Data extracted from a collection »
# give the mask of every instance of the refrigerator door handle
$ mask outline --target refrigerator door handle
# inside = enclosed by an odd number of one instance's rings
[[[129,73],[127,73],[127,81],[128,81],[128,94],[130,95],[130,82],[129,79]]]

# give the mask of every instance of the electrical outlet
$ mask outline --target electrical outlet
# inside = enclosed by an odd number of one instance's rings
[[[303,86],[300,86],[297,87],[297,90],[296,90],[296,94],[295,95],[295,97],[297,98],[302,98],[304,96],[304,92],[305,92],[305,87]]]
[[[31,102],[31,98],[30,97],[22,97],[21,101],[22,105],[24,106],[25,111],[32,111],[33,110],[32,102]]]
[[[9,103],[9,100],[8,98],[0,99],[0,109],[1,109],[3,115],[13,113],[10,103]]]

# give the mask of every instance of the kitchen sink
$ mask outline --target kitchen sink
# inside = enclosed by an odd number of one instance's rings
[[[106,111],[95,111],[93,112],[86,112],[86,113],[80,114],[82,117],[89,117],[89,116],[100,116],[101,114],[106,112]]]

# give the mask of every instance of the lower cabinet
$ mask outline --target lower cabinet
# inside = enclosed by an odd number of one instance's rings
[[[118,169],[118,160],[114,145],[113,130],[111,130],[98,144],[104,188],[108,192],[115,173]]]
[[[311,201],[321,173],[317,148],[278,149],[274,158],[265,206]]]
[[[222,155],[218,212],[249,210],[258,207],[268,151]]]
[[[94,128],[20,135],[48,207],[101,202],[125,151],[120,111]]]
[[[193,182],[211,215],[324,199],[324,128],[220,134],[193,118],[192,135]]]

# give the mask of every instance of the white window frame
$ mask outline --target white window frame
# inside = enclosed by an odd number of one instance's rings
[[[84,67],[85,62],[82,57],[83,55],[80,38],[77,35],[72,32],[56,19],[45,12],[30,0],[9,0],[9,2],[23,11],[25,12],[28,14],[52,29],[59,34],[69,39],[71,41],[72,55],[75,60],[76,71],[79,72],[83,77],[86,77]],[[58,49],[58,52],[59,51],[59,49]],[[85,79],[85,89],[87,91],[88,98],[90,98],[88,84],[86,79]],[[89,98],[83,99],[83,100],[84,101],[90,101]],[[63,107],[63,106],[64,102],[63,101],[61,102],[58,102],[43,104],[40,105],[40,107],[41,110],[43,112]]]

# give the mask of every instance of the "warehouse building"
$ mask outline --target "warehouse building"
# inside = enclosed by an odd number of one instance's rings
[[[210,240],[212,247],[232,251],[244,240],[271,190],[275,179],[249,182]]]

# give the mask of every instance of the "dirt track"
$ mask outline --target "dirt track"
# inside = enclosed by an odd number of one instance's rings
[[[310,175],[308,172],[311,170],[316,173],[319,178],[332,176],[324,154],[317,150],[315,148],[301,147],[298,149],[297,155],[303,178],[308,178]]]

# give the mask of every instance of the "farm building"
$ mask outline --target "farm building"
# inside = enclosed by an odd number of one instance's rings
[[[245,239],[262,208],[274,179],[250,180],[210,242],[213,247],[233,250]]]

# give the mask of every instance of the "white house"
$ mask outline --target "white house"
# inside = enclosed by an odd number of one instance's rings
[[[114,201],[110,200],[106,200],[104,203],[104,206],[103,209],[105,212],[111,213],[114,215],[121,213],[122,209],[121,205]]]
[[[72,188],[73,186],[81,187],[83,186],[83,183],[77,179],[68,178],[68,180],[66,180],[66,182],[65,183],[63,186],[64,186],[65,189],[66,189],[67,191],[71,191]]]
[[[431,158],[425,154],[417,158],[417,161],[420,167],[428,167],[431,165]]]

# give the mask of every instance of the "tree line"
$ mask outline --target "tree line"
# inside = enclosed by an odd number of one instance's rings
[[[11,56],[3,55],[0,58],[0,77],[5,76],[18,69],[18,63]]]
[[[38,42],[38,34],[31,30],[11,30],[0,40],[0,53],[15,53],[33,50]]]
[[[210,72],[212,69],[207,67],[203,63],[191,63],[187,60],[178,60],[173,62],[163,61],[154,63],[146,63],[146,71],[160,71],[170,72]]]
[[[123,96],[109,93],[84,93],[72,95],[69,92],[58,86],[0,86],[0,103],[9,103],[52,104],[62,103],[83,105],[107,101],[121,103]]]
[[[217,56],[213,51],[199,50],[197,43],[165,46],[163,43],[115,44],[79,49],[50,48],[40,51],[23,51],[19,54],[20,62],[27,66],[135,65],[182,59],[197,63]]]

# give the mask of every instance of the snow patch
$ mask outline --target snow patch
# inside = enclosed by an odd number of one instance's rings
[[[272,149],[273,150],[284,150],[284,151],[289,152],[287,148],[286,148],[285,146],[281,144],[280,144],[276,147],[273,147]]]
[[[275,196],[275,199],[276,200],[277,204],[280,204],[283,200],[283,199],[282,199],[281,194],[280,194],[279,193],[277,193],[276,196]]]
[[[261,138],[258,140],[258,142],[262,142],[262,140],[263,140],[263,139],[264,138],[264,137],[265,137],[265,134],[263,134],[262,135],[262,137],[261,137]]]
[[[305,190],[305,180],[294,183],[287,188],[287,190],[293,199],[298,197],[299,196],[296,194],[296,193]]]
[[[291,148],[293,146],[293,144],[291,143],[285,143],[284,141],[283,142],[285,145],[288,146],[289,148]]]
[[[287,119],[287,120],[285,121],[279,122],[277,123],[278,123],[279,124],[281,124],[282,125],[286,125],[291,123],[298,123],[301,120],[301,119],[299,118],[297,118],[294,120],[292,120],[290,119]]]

REQUEST » Set down each entry again, unchanged.

CORRECT RESULT »
# give the mask of every instance of the refrigerator door handle
$ mask outline --target refrigerator door handle
# inside = enclosed by an odd number of one instance's rings
[[[129,73],[127,73],[127,81],[128,81],[128,94],[130,95],[130,82],[129,79]]]

# give the mask of every instance of the electrical outlet
$ mask outline --target electrical outlet
# inside = enclosed by an odd number of one instance's rings
[[[303,86],[300,86],[297,87],[297,90],[296,90],[296,94],[295,95],[295,97],[297,98],[302,98],[304,96],[304,92],[305,92],[305,87]]]
[[[31,102],[31,98],[30,97],[22,97],[21,101],[22,105],[24,106],[25,111],[32,111],[33,110],[32,102]]]
[[[9,103],[9,100],[8,98],[0,99],[0,109],[1,109],[3,115],[13,113],[10,103]]]

# give the mask of every instance of the kitchen sink
$ mask outline --target kitchen sink
# inside = enclosed by an odd number of one instance's rings
[[[106,111],[95,111],[93,112],[86,112],[86,113],[80,114],[82,117],[89,117],[89,116],[100,116],[101,114],[106,112]]]

# give the mask of every instance of the lower cabinet
$ mask outline --target lower cabinet
# inside = enclosed by an odd number of one instance's rings
[[[118,169],[118,160],[114,145],[113,130],[111,130],[98,144],[104,188],[108,192],[115,173]]]
[[[311,201],[321,173],[317,148],[278,149],[274,158],[265,206]]]
[[[222,155],[218,212],[249,210],[258,207],[268,151]]]
[[[94,128],[20,135],[48,207],[101,202],[125,151],[120,111]]]
[[[193,182],[211,215],[324,199],[324,128],[220,134],[193,118],[192,135]]]

# give the mask of every instance of the white window frame
$ mask outline --target white window frame
# inside = enclosed by an odd number of one instance's rings
[[[84,67],[85,62],[82,57],[83,55],[80,38],[77,35],[72,32],[56,19],[45,12],[30,0],[9,0],[9,2],[23,11],[25,12],[28,14],[52,29],[59,34],[69,39],[71,41],[72,55],[75,60],[76,71],[79,72],[83,77],[86,77]],[[58,49],[58,52],[59,51],[59,49]],[[85,79],[85,89],[87,91],[88,98],[90,98],[88,84],[86,79]],[[89,98],[83,99],[83,100],[84,101],[90,101]],[[63,107],[63,106],[64,102],[63,101],[61,102],[58,102],[43,104],[40,105],[40,107],[41,110],[43,112]]]

# give the mask of every instance of the "warehouse building"
$ mask outline --target "warehouse building"
# inside = enclosed by an odd number of one instance's rings
[[[210,240],[212,247],[232,251],[244,240],[271,190],[275,179],[249,182]]]

# give the mask of every instance of the "dirt track"
$ mask outline --target "dirt track"
# inside = enclosed by an odd number of one instance's rings
[[[310,175],[308,172],[311,170],[316,173],[319,178],[332,176],[324,154],[317,150],[315,148],[301,147],[298,149],[297,155],[303,178],[308,178]]]

# give the mask of every instance of the "farm building"
$ mask outline --target "farm building"
# inside = enclosed by an odd number of one instance's rings
[[[245,239],[262,208],[274,179],[250,180],[210,242],[213,247],[233,250]]]

# give the mask of every instance of the "white house"
$ mask outline --target "white house"
# inside = enclosed by an odd number of one instance's rings
[[[114,201],[110,200],[106,200],[104,203],[104,206],[103,209],[105,212],[111,213],[114,215],[121,213],[122,209],[121,205]]]
[[[72,188],[73,186],[81,187],[83,186],[83,183],[77,179],[68,178],[68,180],[66,180],[66,182],[65,183],[63,186],[64,186],[65,189],[66,189],[67,191],[71,191]]]
[[[431,158],[425,154],[417,158],[417,161],[420,167],[428,167],[431,165]]]

# give the mask of every instance of the "tree line"
$ mask outline --target "tree line"
# inside = enclosed by an odd number of one instance's rings
[[[11,56],[3,55],[0,58],[0,77],[5,76],[18,69],[18,63]]]
[[[38,42],[38,34],[31,30],[11,30],[0,40],[0,53],[15,53],[33,50]]]
[[[210,72],[212,69],[207,67],[203,63],[191,63],[187,60],[178,60],[173,62],[163,61],[154,63],[146,63],[146,71],[160,71],[170,72]]]
[[[123,96],[109,93],[84,93],[72,95],[69,92],[58,86],[0,86],[0,103],[9,103],[52,104],[62,103],[83,105],[107,101],[121,103]]]
[[[217,56],[213,51],[199,50],[197,43],[165,46],[163,43],[115,44],[79,49],[50,48],[40,51],[23,51],[19,54],[20,62],[27,66],[135,65],[182,59],[197,63]]]

# give the mask of every instance of the snow patch
$ mask outline --target snow patch
# inside = enclosed by an odd number of one instance's rings
[[[272,149],[273,150],[284,150],[284,151],[289,152],[287,148],[286,148],[285,146],[281,144],[280,144],[276,147],[273,147]]]
[[[275,196],[275,199],[276,200],[277,204],[280,204],[283,200],[283,199],[282,199],[281,194],[280,194],[279,193],[277,193],[276,196]]]
[[[261,138],[258,140],[258,142],[262,142],[262,140],[263,140],[263,139],[264,138],[264,137],[265,137],[265,134],[263,134],[262,135],[262,137],[261,137]]]
[[[305,190],[305,180],[294,183],[287,188],[287,190],[293,199],[298,197],[299,196],[296,194],[296,193]]]
[[[291,148],[293,146],[293,144],[291,143],[285,143],[284,141],[283,142],[285,145],[288,146],[289,148]]]
[[[287,119],[287,120],[285,121],[279,122],[277,123],[278,123],[279,124],[281,124],[282,125],[286,125],[291,123],[298,123],[301,120],[301,119],[299,118],[297,118],[294,120],[292,120],[290,119]]]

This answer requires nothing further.